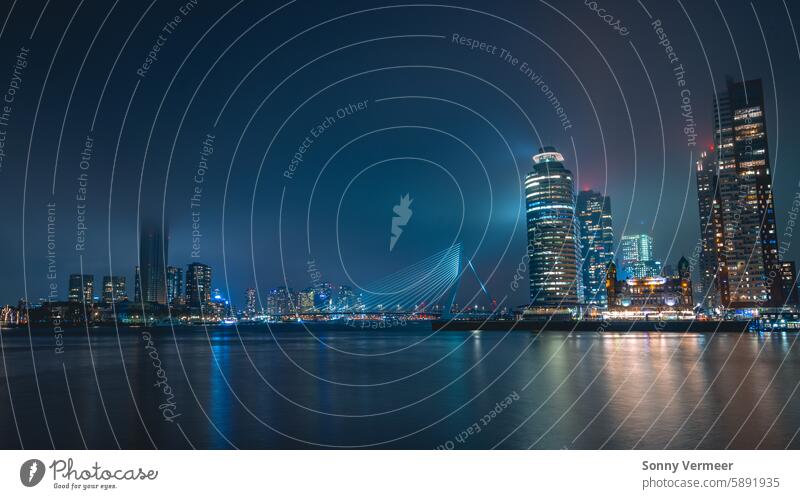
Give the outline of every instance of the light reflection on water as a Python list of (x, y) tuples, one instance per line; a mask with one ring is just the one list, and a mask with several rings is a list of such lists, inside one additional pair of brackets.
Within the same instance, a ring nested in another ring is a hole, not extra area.
[(141, 330), (121, 330), (127, 379), (114, 329), (90, 330), (107, 415), (85, 331), (60, 356), (34, 335), (41, 402), (27, 334), (3, 331), (0, 447), (49, 448), (43, 405), (59, 448), (83, 446), (76, 417), (94, 448), (111, 427), (125, 448), (800, 448), (796, 334), (342, 329), (153, 330), (176, 423)]

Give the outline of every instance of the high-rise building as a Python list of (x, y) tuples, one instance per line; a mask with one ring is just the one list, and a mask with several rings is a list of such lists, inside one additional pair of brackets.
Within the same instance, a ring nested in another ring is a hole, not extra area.
[(103, 303), (119, 303), (128, 299), (124, 276), (103, 276)]
[(653, 238), (648, 234), (622, 236), (619, 253), (624, 277), (641, 279), (661, 274), (661, 262), (653, 259)]
[(572, 173), (553, 147), (539, 149), (525, 177), (532, 308), (575, 308), (582, 294)]
[(256, 302), (256, 288), (247, 288), (244, 292), (245, 306), (244, 313), (247, 317), (255, 317), (258, 312)]
[(183, 302), (183, 269), (167, 267), (167, 303), (181, 305)]
[(605, 307), (606, 269), (614, 257), (611, 199), (599, 192), (581, 191), (575, 211), (580, 224), (583, 303)]
[(143, 222), (139, 239), (139, 279), (141, 298), (145, 302), (167, 303), (164, 258), (168, 239), (160, 225)]
[(783, 283), (761, 80), (729, 79), (714, 99), (714, 152), (722, 305), (779, 306)]
[(289, 315), (295, 313), (298, 296), (286, 286), (270, 290), (267, 295), (267, 315)]
[(190, 307), (205, 307), (211, 303), (211, 267), (190, 263), (186, 269), (186, 302)]
[(700, 215), (699, 294), (707, 309), (728, 303), (728, 279), (720, 265), (723, 249), (722, 201), (714, 147), (703, 151), (697, 160), (697, 204)]
[(92, 303), (94, 300), (94, 276), (92, 274), (70, 274), (67, 299), (73, 303)]

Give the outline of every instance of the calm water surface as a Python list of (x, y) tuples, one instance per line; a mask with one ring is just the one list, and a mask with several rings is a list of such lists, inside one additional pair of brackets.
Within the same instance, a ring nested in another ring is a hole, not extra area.
[(3, 330), (0, 448), (800, 448), (797, 339)]

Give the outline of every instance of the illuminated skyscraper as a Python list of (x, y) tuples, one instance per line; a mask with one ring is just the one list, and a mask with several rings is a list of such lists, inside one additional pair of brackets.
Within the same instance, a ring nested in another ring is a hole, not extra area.
[(103, 276), (103, 302), (119, 303), (128, 299), (124, 276)]
[(714, 100), (722, 304), (778, 306), (783, 283), (761, 80), (728, 80), (726, 90)]
[(714, 148), (697, 160), (697, 204), (700, 215), (700, 299), (707, 309), (728, 303), (728, 278), (721, 263), (723, 249), (722, 201)]
[(183, 270), (179, 267), (167, 267), (167, 303), (180, 305), (183, 302)]
[(139, 239), (139, 279), (141, 298), (145, 302), (167, 303), (164, 258), (167, 254), (161, 226), (142, 223)]
[(563, 161), (555, 148), (544, 147), (533, 157), (533, 171), (525, 177), (534, 308), (574, 308), (582, 289), (575, 191)]
[(92, 303), (94, 300), (94, 276), (92, 274), (70, 274), (67, 299), (74, 303)]
[(583, 303), (605, 307), (606, 269), (614, 257), (611, 199), (599, 192), (581, 191), (575, 211), (580, 224)]
[(211, 303), (211, 267), (190, 263), (186, 269), (186, 302), (190, 307), (207, 307)]

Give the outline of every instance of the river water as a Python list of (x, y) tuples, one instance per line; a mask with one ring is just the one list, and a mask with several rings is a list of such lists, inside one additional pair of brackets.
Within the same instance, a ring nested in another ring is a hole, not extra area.
[(5, 329), (0, 448), (800, 448), (797, 339)]

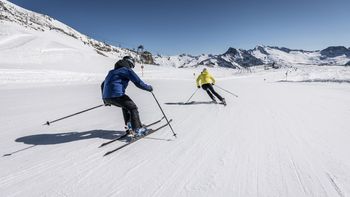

■ ■ ■ ■ ■

§ **THE TASK**
Would you reproduce, exactly and with nothing added, every line from the beginning of the entries above through the line that contains "Give the outline of every instance of the high-rise", both included, leaving out the pictures?

§ **SOLVED PROBLEM**
Give the outline of every instance of the light reflection on water as a Python list of (x, y) tuples, one instance per line; a mask with one ring is just the one list, and a mask with several rings is a list of such lists, inside one additional pair of brackets.
Within the same instance, a ring nested in another ring is a hole, not extra area.
[(141, 330), (121, 330), (127, 379), (114, 329), (90, 330), (107, 415), (85, 331), (60, 356), (34, 335), (41, 402), (27, 334), (3, 331), (0, 447), (49, 448), (43, 405), (59, 448), (83, 446), (76, 417), (94, 448), (111, 427), (125, 448), (800, 448), (796, 334), (342, 329), (153, 330), (176, 423)]

Give the outline of every instance of the high-rise building as a Python list of (x, y) tuples, one instance per line; a mask with one ring is just the one list, and a mask with several rings is a list of such lists, inside one additional pair of brackets.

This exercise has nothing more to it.